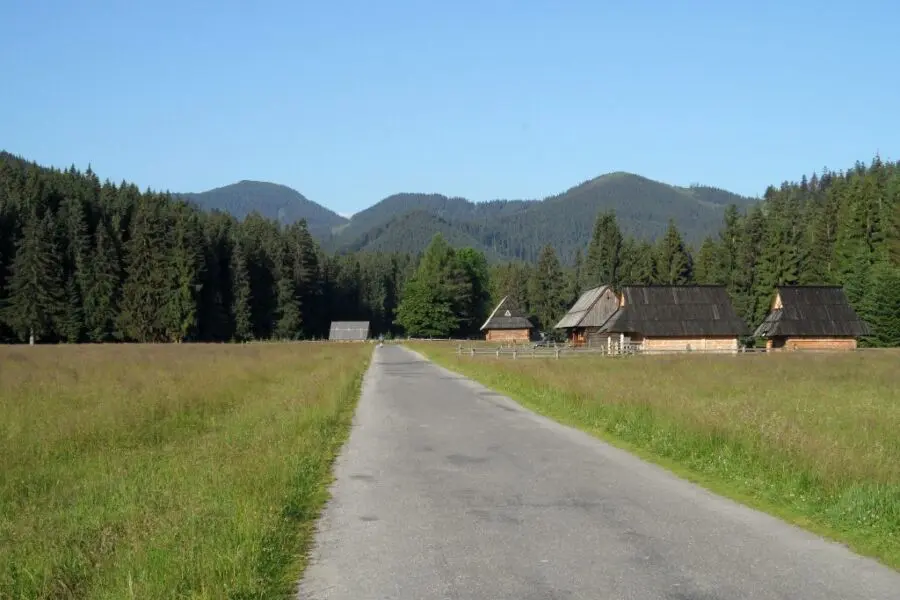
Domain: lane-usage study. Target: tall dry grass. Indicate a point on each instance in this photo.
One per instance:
(814, 438)
(162, 471)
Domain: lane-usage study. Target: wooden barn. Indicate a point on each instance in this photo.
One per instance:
(677, 318)
(507, 323)
(589, 313)
(349, 331)
(812, 318)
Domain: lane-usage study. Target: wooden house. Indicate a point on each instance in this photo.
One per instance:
(589, 313)
(677, 318)
(349, 331)
(507, 323)
(811, 317)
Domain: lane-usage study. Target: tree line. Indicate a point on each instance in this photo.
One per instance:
(88, 261)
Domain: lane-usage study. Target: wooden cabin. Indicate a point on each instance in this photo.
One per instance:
(677, 318)
(811, 318)
(349, 331)
(589, 313)
(507, 323)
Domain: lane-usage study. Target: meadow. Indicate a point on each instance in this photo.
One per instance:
(167, 471)
(812, 438)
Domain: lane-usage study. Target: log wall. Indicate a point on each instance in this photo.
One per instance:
(507, 335)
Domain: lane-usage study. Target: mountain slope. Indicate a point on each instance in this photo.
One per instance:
(519, 229)
(272, 201)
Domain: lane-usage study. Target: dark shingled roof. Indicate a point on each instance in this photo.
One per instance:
(507, 316)
(580, 314)
(349, 330)
(677, 310)
(814, 311)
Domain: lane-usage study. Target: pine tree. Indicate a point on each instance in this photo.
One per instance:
(707, 268)
(74, 237)
(148, 279)
(673, 262)
(240, 284)
(881, 309)
(575, 280)
(546, 289)
(184, 261)
(101, 294)
(605, 251)
(36, 295)
(287, 300)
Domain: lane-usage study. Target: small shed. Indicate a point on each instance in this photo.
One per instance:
(507, 323)
(677, 318)
(811, 317)
(349, 331)
(589, 313)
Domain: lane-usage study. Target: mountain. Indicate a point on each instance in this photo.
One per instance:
(520, 228)
(271, 200)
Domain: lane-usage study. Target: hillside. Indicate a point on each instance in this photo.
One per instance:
(273, 201)
(518, 229)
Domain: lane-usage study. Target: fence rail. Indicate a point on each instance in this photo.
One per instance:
(615, 350)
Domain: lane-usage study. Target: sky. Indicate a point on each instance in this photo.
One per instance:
(351, 101)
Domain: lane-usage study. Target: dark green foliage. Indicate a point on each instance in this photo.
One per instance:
(448, 294)
(148, 275)
(101, 294)
(35, 295)
(547, 290)
(240, 286)
(604, 261)
(882, 306)
(673, 261)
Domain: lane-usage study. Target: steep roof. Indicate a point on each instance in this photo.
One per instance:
(349, 330)
(813, 311)
(580, 314)
(507, 316)
(677, 310)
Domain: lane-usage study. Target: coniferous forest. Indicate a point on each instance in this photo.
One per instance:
(88, 261)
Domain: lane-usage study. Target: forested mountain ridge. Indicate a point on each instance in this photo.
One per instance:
(271, 200)
(84, 260)
(518, 229)
(504, 229)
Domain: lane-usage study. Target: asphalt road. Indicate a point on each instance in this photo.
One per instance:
(447, 490)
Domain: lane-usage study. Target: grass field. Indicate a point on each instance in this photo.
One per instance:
(170, 471)
(813, 438)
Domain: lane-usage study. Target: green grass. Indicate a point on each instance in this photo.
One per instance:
(812, 438)
(170, 471)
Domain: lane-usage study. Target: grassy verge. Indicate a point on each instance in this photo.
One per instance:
(812, 438)
(186, 471)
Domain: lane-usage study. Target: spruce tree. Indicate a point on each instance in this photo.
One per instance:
(148, 279)
(36, 294)
(707, 268)
(673, 262)
(184, 262)
(241, 314)
(881, 308)
(546, 289)
(605, 251)
(101, 295)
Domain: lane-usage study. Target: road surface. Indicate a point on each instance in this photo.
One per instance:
(447, 490)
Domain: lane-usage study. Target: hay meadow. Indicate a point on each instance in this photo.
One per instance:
(167, 471)
(812, 438)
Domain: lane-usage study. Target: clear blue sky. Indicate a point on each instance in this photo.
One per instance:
(350, 101)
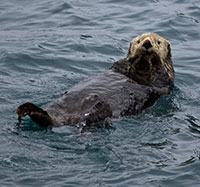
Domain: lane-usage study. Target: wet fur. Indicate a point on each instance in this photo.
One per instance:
(127, 88)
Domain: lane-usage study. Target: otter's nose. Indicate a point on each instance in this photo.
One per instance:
(147, 44)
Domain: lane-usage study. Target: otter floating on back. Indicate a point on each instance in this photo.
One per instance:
(127, 88)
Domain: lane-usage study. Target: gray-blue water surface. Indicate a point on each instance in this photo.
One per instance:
(48, 46)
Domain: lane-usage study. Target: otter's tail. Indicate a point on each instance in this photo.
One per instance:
(37, 114)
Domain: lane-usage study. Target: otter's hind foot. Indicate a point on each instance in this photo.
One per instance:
(37, 114)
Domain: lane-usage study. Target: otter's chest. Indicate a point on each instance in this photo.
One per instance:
(122, 95)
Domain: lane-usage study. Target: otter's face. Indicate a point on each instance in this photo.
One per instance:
(150, 56)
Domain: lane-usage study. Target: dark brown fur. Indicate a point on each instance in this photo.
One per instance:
(127, 88)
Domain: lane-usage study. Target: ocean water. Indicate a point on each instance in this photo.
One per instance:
(48, 46)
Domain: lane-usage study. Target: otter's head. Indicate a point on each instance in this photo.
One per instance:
(150, 61)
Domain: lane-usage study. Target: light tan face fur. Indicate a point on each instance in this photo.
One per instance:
(159, 45)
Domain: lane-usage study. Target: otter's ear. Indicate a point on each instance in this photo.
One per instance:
(169, 55)
(130, 49)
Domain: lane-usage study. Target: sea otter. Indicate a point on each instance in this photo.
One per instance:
(127, 88)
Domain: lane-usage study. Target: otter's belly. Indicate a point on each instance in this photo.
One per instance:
(124, 96)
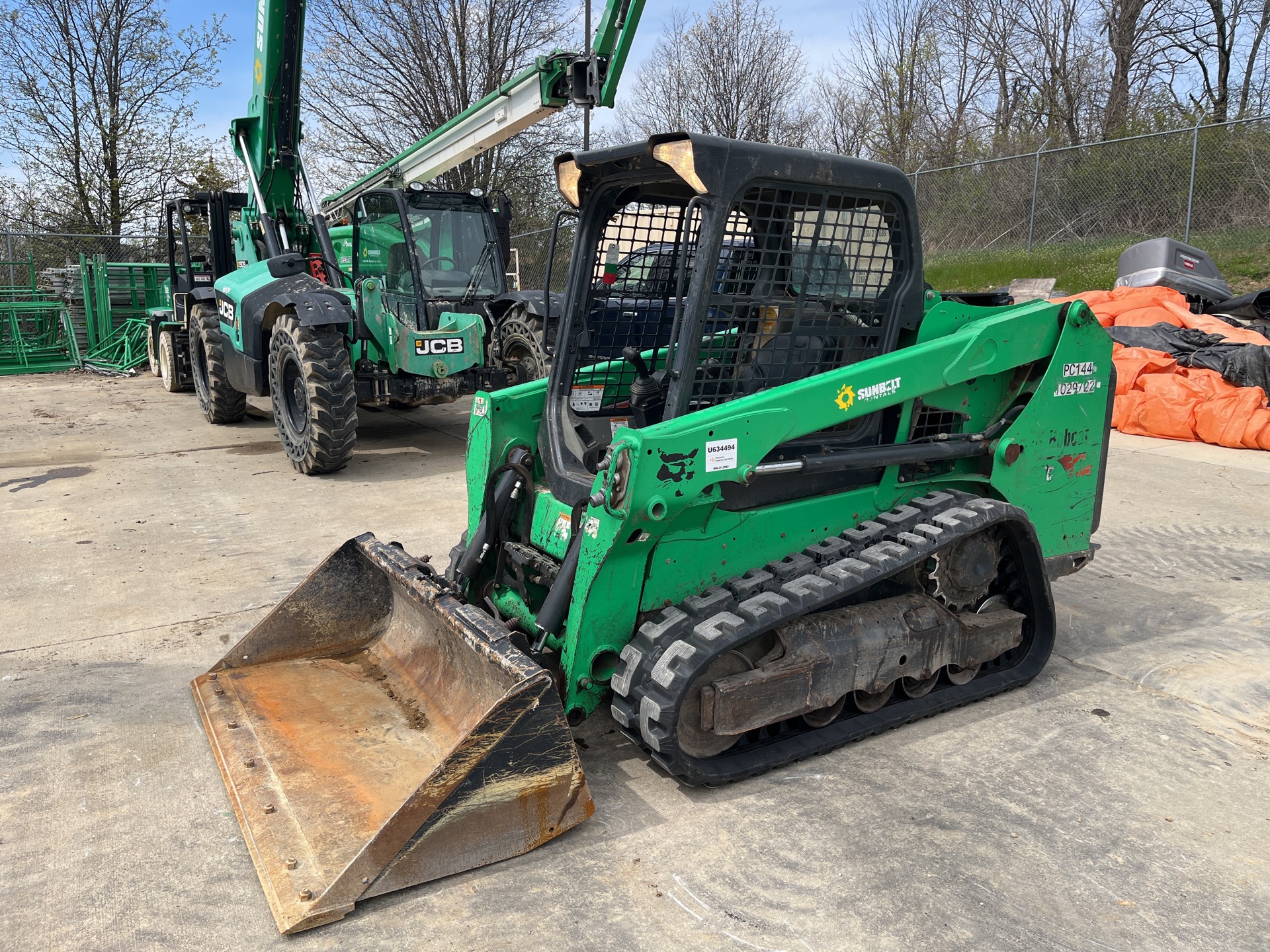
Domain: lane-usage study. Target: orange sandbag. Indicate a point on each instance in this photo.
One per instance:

===============

• _Goal of the exercise_
Put every line of the records above into a numbered list, skipping blank lines and leaving out the pictures.

• _Reply_
1. Domain: lane-usage study. Target: tall dry grass. Indicate a point on each instance in this photo.
2. One per instance:
3. (814, 438)
4. (162, 471)
5. Domain: lane-usage study. Target: wooden barn. Indicate a point on each instance in this photo.
6. One per instance:
7. (677, 318)
8. (507, 323)
9. (589, 313)
10. (349, 331)
11. (812, 318)
12. Domain: lane-usage study. Target: wooden house. Indicate a point on each instance in this photo.
13. One per instance:
14. (589, 313)
15. (677, 318)
16. (349, 331)
17. (507, 323)
18. (811, 317)
19. Domain: lane-usage study. Target: tree line. Indicate a point on each instance in this photo.
20. One per instance:
21. (88, 261)
22. Domain: lane-usage study. Target: wooden cabin. Indicate a point on each instance in this photo.
23. One per instance:
24. (677, 318)
25. (811, 318)
26. (349, 331)
27. (589, 313)
28. (507, 323)
29. Domain: lane-usage study. Target: meadow. Indicate a point on each instance in this photo.
30. One per instance:
31. (167, 471)
32. (812, 438)
33. Domain: lane-usage study. Target: log wall. Indicate a point on each instance in this photo.
34. One per instance:
35. (507, 335)
36. Domain: lane-usage study. Target: mountain slope. Indicate a point on each instance in this photo.
37. One per instance:
38. (519, 229)
39. (272, 201)
40. Domain: lane-usage study. Target: dark shingled roof. Indicate a point on each instance in this photo.
41. One per instance:
42. (507, 316)
43. (580, 314)
44. (349, 330)
45. (677, 310)
46. (814, 311)
47. Domain: lane-usage study. Target: pine tree. Indicate a point on each instance in this photo.
48. One per instance:
49. (707, 268)
50. (74, 237)
51. (148, 279)
52. (673, 262)
53. (240, 284)
54. (881, 309)
55. (575, 280)
56. (546, 289)
57. (184, 261)
58. (101, 294)
59. (605, 251)
60. (36, 295)
61. (287, 300)
62. Domain: lane-usage study. Target: small shed. Indicate a point on each instance in this photo.
63. One per instance:
64. (507, 323)
65. (677, 318)
66. (811, 317)
67. (349, 331)
68. (589, 313)
69. Domain: lane-usage study. Target: mountain. Indicate a point on each instance in this photo.
70. One per instance:
71. (520, 228)
72. (271, 200)
73. Domain: lane-usage study. Target: hillside. Indicate a point on each instance in this photo.
74. One per instance:
75. (273, 201)
76. (518, 229)
77. Domain: lane-usage study. Target: fence rail. Indicate a point on each instance in this photo.
78. One per instance:
79. (615, 350)
80. Domain: lane-usage study. Target: sky. Indicate a point on each instance in this photo.
81. One per instance:
82. (351, 101)
83. Domain: lane-usage study. Target: dark green foliage. Indicate a point on each instance in this photo.
84. One per instance:
85. (448, 294)
86. (148, 275)
87. (101, 294)
88. (35, 295)
89. (547, 290)
90. (240, 286)
91. (604, 261)
92. (882, 306)
93. (673, 261)
94. Domain: lane-usage study. Target: steep roof. Indicate a point on each instance in this photo.
95. One per instance:
96. (349, 330)
97. (813, 311)
98. (580, 314)
99. (507, 316)
100. (677, 310)
101. Domain: lane-usage study. Target: coniferous forest. Indicate a point on each instance in this photo.
102. One per instance:
103. (88, 261)
104. Domain: lane-usage study. Target: forested mountain ridge. Indicate a point on each instance in this photo.
105. One per instance:
106. (271, 200)
107. (84, 260)
108. (518, 229)
109. (504, 229)
110. Domain: lane-usage study. Target: asphalt road. Indicate a point on each instance in this photo.
111. One per instance:
112. (447, 490)
113. Domain: lane-usage study. Target: grass field. Indicate a point on each instance in this photo.
114. One per instance:
115. (170, 471)
116. (813, 438)
117. Domain: lane-usage study. Target: green grass. Indicate a point on each instance in this photo.
118. One per instance:
119. (812, 438)
120. (170, 471)
121. Domain: lane-usage study. Target: grassy verge. Indicate a point on each instance in this photo.
122. One per instance:
123. (812, 438)
124. (186, 471)
125. Domain: lane-usage study. Target: spruce tree. Indicate a point on each instance in this photo.
126. One per instance:
127. (148, 279)
128. (36, 294)
129. (707, 268)
130. (673, 262)
131. (184, 262)
132. (241, 314)
133. (881, 308)
134. (546, 289)
135. (605, 251)
136. (101, 295)
137. Domain: lane-usage study. Target: road surface. Indicate a point on each instance in this photo.
138. One per instance:
139. (447, 490)
140. Domain: lane-usage study. Target: hay meadow. Indicate a point on each instance in this photo.
141. One per instance:
142. (167, 471)
143. (812, 438)
144. Domain: lane-usage study. Target: clear blue sky. Indicate a point on each instance in this photo.
145. One per instance:
146. (350, 101)
147. Domain: lane-usage study. Target: wet fur. Indicate a point on each instance in this photo.
148. One per instance:
149. (127, 88)
150. Domain: lane-usage study. Target: otter's nose. Indicate a point on each instance in this photo.
151. One per instance:
152. (147, 44)
153. Domain: lane-usage study. Target: otter floating on back. Indicate a point on each instance in this photo.
154. One per instance:
155. (127, 88)
156. Domain: lane-usage study. Target: gray-blue water surface. Indicate a point on each instance in this photo.
157. One per instance:
158. (48, 46)
159. Domain: lane-usage study. Target: otter's tail. Indicate a point on each instance in this photo.
160. One per instance:
161. (37, 114)
162. Domain: lane-usage study. Target: otter's hind foot. Indicate a point on each instance in this photo.
163. One per instance:
164. (37, 114)
165. Domain: lane-usage study. Target: otter's chest. Indicate a point on each instance in this photo.
166. One per instance:
167. (122, 95)
168. Domain: lane-usage study. Target: otter's face. Indicate a point on each instance in this photo.
169. One per instance:
170. (150, 56)
171. Domain: lane-usage study. Target: dark brown fur. Indicate a point on each instance in this photo.
172. One per instance:
173. (127, 88)
174. Domain: lane-usage study. Target: ocean water. Indicate a point on each instance in this photo.
175. One per instance:
176. (48, 46)
177. Domain: lane-usage study. Target: otter's head. Indicate a point on each instance in this photo.
178. One per instance:
179. (150, 61)
180. Domain: lane-usage study. Target: light tan face fur. Indicate a point on each instance in this photo.
181. One per instance:
182. (159, 45)
183. Domain: lane-usage study. Target: otter's ear. Indicate a point on each instance in this photo.
184. One per instance:
185. (169, 55)
186. (130, 49)
187. Domain: lane-usage study. Target: sea otter. Indicate a point on each instance in this photo.
188. One per instance:
189. (127, 88)
190. Domain: lane-usage study. Target: otter's belly. Indicate a point on each instance in this photo.
191. One per instance:
192. (124, 96)
193. Domain: lane-usage study. Target: orange sandbag. Indicate a point on each instance in this photo.
194. One per instance:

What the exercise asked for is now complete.